Problem to work on: Display each line of the listing below in which the word "water" appears.

--- begin Data section ---

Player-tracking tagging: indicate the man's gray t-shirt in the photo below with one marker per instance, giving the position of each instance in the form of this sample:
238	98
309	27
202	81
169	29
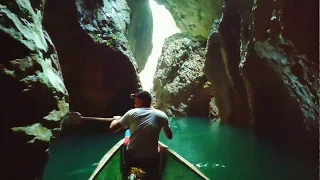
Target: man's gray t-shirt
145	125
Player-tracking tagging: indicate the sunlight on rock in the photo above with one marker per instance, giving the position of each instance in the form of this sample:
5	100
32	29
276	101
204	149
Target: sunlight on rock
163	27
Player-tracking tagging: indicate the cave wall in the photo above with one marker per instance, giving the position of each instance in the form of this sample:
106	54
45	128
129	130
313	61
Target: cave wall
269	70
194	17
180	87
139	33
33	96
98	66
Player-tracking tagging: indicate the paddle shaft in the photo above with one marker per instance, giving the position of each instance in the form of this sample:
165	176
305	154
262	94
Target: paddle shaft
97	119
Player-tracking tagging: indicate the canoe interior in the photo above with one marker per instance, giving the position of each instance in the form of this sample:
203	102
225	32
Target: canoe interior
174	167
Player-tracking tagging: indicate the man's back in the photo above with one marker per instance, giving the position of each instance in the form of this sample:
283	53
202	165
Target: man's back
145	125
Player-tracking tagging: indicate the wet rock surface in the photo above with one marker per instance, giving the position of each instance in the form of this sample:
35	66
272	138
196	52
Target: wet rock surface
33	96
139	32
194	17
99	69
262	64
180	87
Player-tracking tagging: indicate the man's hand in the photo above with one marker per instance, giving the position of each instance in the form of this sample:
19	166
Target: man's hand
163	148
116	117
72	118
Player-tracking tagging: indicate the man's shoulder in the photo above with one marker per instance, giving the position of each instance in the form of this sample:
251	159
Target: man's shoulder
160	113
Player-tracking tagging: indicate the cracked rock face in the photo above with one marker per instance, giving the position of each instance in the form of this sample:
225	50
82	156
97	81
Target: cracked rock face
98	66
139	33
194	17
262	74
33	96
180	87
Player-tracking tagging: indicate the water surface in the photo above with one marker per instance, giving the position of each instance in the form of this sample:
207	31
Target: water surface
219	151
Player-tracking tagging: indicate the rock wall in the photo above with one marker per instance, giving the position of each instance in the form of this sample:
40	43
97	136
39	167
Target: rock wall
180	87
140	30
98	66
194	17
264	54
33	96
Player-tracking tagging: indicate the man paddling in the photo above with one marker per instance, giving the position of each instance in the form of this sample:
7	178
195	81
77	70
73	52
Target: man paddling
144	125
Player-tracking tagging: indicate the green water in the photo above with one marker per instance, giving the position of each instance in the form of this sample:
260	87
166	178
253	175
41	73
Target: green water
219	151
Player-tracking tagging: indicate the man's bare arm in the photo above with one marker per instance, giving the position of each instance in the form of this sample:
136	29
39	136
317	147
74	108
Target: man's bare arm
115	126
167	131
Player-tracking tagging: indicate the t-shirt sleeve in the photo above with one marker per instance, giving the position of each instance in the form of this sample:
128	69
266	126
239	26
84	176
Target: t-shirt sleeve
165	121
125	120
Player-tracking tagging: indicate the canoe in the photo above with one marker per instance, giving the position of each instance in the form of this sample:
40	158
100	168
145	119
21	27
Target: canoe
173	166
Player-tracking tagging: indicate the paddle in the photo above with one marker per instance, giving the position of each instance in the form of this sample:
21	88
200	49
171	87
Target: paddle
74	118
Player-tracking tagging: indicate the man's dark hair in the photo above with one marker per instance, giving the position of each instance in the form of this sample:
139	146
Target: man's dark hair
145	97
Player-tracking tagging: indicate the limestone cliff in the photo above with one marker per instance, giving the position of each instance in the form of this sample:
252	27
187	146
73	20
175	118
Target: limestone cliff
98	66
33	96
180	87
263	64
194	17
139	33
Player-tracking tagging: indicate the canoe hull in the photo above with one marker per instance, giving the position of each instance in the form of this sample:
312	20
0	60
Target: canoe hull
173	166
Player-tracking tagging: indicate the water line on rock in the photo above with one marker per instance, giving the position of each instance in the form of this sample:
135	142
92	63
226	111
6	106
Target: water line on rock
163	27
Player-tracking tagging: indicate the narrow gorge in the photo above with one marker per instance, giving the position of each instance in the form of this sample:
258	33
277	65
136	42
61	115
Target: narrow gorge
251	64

--- end Data section ---
--- begin Data section ---

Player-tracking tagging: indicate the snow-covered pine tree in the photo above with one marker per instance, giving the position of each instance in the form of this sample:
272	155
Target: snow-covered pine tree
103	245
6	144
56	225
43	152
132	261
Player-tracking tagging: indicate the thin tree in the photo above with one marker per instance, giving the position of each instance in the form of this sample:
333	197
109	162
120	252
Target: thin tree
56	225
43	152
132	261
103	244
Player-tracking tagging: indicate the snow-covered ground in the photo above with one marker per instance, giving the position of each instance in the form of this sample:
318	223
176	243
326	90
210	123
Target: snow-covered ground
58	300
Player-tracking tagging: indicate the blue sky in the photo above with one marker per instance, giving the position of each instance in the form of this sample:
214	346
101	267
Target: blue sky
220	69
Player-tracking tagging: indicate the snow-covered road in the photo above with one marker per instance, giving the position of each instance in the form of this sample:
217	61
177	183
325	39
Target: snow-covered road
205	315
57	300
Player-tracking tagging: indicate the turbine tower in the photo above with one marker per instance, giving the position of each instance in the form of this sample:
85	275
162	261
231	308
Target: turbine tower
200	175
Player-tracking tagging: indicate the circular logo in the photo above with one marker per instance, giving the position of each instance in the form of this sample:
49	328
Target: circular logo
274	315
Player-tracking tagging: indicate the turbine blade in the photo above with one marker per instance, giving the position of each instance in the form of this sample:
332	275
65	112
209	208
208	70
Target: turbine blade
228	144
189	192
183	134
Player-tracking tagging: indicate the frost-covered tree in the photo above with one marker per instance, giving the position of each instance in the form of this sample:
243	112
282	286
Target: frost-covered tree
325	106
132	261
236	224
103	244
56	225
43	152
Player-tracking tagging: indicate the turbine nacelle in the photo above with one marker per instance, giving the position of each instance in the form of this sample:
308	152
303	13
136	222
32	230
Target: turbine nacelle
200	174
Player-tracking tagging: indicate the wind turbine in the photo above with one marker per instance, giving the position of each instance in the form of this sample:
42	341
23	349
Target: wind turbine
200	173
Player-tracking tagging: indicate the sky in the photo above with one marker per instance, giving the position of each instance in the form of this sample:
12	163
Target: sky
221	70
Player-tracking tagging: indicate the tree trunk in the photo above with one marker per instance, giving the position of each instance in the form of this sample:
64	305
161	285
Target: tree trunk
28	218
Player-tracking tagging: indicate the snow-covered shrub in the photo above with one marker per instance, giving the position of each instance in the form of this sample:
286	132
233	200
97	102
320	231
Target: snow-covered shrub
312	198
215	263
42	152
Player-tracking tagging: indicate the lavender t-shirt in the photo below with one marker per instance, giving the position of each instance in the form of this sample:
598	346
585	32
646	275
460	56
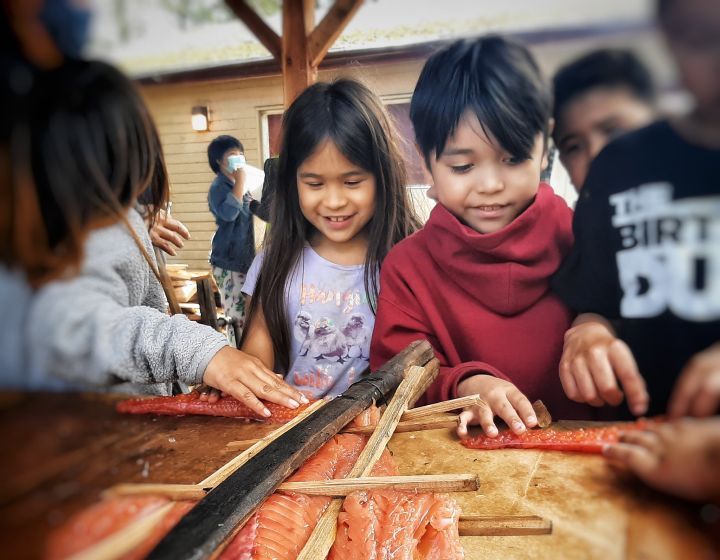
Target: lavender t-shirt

--- end Data section ---
--- begin Data section ---

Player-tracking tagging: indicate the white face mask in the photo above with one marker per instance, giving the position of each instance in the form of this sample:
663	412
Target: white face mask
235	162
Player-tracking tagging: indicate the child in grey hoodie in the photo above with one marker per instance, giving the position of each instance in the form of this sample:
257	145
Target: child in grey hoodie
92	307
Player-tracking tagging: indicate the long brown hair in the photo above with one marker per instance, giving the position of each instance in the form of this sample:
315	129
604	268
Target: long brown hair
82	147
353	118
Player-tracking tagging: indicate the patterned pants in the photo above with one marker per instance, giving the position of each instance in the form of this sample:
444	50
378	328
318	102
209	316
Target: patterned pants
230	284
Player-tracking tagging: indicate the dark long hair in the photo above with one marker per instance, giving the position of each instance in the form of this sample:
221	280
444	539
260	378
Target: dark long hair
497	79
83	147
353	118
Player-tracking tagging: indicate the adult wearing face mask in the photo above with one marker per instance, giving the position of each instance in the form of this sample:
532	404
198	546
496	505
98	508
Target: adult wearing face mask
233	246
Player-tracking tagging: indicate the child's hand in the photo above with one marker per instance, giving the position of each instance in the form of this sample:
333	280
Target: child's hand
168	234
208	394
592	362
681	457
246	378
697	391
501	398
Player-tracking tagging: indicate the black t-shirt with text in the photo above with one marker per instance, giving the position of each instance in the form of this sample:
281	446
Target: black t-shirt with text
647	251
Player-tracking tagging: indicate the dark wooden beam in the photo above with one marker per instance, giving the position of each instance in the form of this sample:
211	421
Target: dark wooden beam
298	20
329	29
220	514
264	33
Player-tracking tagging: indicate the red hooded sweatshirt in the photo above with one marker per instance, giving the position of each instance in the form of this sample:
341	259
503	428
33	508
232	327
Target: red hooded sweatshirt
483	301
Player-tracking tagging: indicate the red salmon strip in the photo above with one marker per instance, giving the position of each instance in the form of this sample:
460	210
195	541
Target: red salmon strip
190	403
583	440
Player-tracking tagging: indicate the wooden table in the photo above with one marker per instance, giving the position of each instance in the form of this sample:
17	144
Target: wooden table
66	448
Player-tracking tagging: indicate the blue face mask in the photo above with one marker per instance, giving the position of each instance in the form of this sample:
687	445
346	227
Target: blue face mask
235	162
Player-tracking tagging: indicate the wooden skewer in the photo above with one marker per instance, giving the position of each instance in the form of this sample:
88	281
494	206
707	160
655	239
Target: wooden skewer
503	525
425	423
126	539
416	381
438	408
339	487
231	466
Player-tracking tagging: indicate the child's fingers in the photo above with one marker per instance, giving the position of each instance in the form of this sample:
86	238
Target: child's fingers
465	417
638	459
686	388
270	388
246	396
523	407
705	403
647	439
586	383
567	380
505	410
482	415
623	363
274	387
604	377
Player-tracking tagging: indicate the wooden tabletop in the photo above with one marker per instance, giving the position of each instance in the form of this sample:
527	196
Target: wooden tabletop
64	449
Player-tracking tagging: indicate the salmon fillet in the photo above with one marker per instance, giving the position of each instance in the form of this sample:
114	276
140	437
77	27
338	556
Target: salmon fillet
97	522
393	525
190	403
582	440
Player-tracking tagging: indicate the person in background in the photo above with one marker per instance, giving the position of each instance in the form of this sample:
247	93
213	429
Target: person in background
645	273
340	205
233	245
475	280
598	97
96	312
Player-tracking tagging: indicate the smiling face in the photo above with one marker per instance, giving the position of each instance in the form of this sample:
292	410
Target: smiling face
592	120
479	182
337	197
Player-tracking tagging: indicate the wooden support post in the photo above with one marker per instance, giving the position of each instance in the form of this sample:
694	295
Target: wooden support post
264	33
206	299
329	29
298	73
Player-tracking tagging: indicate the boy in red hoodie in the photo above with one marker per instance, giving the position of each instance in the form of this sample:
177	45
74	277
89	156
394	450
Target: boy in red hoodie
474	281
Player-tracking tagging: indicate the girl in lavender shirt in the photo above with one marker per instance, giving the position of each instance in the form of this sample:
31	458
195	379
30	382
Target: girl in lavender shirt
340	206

--- end Data section ---

Task solution:
Player-tracking tagging: indicate the water surface in the photo above with one marker per instance, giving the position of each instance in the form of this sample:
Target: water surface
Player-tracking tagging: indicate the green water in the photo above with one marker per instance, giving the position of each instance in the form of this sample:
Target: green water
Player-tracking tagging: indicate the water line on rock in the photo above with one marker per instance, giving the position of each instance in the form of this sample:
Target: water line on rock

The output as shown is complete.